** Data shown follows **

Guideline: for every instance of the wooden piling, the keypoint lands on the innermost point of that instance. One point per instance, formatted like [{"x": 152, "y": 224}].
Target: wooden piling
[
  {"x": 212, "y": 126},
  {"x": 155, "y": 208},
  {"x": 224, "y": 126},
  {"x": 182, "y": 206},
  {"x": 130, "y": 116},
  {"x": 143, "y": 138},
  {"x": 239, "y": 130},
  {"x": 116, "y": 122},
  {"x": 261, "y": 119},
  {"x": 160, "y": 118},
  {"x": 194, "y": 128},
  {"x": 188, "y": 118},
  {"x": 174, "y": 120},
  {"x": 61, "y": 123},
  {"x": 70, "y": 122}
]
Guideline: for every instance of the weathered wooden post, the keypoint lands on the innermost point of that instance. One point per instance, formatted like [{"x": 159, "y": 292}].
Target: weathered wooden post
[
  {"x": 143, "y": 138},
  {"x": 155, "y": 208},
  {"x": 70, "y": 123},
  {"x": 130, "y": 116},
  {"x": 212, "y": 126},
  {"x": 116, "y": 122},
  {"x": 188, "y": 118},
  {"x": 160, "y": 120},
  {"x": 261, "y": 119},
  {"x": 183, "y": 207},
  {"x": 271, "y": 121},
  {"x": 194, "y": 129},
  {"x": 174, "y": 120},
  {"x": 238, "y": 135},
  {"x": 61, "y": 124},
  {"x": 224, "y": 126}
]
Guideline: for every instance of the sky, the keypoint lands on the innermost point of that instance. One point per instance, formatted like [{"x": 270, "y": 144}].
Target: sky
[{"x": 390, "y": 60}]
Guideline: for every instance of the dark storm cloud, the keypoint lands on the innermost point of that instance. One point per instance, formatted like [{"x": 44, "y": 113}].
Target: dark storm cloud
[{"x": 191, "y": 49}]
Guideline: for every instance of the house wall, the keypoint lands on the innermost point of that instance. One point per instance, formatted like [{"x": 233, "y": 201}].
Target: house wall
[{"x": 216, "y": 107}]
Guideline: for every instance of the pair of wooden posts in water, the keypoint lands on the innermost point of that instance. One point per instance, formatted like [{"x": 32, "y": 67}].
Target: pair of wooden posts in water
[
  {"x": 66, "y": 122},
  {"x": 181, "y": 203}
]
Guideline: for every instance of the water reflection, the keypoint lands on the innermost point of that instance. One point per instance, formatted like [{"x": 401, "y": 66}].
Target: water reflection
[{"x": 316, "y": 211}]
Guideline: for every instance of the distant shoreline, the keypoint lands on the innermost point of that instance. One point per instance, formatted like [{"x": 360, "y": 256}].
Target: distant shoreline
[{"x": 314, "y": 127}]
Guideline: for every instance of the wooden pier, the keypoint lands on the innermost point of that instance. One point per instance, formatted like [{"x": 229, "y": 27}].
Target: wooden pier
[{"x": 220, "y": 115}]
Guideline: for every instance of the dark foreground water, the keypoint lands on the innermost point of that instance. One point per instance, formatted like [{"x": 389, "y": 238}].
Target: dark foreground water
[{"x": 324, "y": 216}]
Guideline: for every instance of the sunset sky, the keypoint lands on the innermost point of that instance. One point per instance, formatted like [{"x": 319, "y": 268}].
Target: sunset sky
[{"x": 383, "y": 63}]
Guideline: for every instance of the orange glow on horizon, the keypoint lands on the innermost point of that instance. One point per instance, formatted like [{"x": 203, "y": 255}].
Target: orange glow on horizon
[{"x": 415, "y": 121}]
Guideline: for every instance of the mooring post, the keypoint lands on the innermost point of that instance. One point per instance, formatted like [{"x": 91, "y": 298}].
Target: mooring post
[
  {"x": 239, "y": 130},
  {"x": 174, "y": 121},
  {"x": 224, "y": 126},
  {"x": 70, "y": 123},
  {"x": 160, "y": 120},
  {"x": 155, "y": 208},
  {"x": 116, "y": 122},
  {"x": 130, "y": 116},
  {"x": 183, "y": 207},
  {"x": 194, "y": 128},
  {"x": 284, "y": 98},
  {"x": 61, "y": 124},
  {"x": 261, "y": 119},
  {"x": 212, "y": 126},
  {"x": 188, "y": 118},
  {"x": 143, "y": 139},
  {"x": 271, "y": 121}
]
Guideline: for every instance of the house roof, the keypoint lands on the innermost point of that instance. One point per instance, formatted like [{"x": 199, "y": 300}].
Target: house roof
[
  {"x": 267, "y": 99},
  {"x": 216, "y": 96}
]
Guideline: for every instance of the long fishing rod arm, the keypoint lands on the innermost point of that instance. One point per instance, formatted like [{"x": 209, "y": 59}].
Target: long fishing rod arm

** End of Data shown **

Problem to solve
Find the string "fishing" in the entries above and return each line that holds it.

Written response
Guideline: for every instance of the long fishing rod arm, the keypoint lands on the innermost point of that instance. One point per instance, formatted like [{"x": 209, "y": 59}].
Target: long fishing rod arm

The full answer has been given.